TO BE DONE:
A: List every label that appears in the ascii tree drawing of the btrfs snapshot message.
B: In the btrfs snapshot message, what kind of snapshot of X is Y?
C: From the btrfs snapshot message, return the passage from "On Wed, Dec" to "mean by that." word for word.

Start of EXCERPT TO READ

Sorry, that ascii tree came out awful and it looks like Z is the child
of Y instead of Y1. I hope this one below looks better.

Y1-Y
 \
  Z-X

On Wed, Dec 30, 2020 at 5:56 PM john terragon <[email protected]> wrote:
>
> Hi.
> I would like to maintain a tree-like hierarchical structure of
> snapshots. Let me try to explain what I mean by that.
>
> Let's say I have a btrfs fs with just one subvolume X, and let's say
> that a make a readonly snapshot Y of X. As far as I understand there
> is a parent-child relation between Y (the parent) and X the child.
>
> Now let's say that after some time and modifications of X I do another
> snapshot Z of X. Now the "temporal" stucture would be Y-Z-X. So X is
> now the "child" of Z and Z is now the "child" of Y. The structure is a
> path which is a special case of a tree.

End of EXCERPT TO READ
Start of COLLECTED DATA

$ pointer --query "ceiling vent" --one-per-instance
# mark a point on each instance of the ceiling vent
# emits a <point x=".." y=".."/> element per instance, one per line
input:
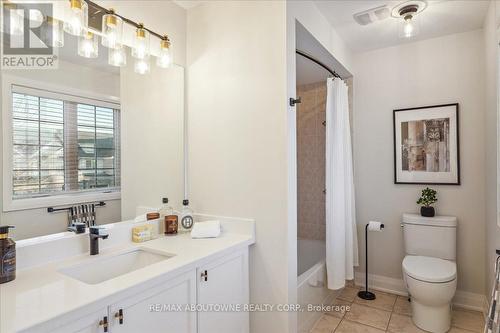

End of COLLECTED DATA

FULL SOLUTIONS:
A: Y1, Y, Z, X

B: A readonly snapshot.

C:
On Wed, Dec 30, 2020 at 5:56 PM john terragon <[email protected]> wrote:
>
> Hi.
> I would like to maintain a tree-like hierarchical structure of
> snapshots. Let me try to explain what I mean by that.